Excerpts from point annotation data
───
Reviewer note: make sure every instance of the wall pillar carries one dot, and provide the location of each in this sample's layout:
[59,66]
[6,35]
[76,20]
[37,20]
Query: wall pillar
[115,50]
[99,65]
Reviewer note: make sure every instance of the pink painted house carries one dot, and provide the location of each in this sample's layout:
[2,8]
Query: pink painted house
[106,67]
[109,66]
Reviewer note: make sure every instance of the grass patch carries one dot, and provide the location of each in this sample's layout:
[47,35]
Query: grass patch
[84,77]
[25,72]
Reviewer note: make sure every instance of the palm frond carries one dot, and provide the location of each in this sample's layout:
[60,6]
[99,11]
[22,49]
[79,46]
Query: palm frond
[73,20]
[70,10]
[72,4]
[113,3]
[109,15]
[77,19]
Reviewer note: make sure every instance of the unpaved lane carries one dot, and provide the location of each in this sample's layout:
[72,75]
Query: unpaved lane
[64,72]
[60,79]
───
## Exercise aim
Rewrite every line of the items above as a numbered list, leaving out any blank lines.

## Answer to the task
1. Reviewer note: make sure every instance of the wall pillar carries one dot, and provide the location of each in this sample's layout:
2. [59,66]
3. [6,35]
4. [76,20]
5. [37,20]
6. Query: wall pillar
7. [115,50]
8. [99,65]
9. Reviewer note: make sure every instance of the pink painted house carries one dot, and provide the location of each in this sample's layout:
10. [2,8]
11. Query: pink painted house
12. [106,67]
13. [109,66]
14. Reviewer note: make sure every instance of the grass patch carries one dot, and provide the location of each in this sample's layout:
15. [47,35]
16. Query: grass patch
17. [84,77]
18. [25,72]
19. Reviewer note: make sure every instance of the palm frond carries one dot, and provide the location of each in this sample's layout:
20. [60,6]
21. [99,11]
22. [22,49]
23. [79,46]
24. Query: palm frond
25. [73,20]
26. [70,10]
27. [72,4]
28. [113,3]
29. [109,15]
30. [77,19]
31. Reviewer note: make sure every instance of the unpaved lane carries one dot, and provide the location of each in this sample's layout:
32. [72,75]
33. Query: unpaved lane
34. [64,72]
35. [60,79]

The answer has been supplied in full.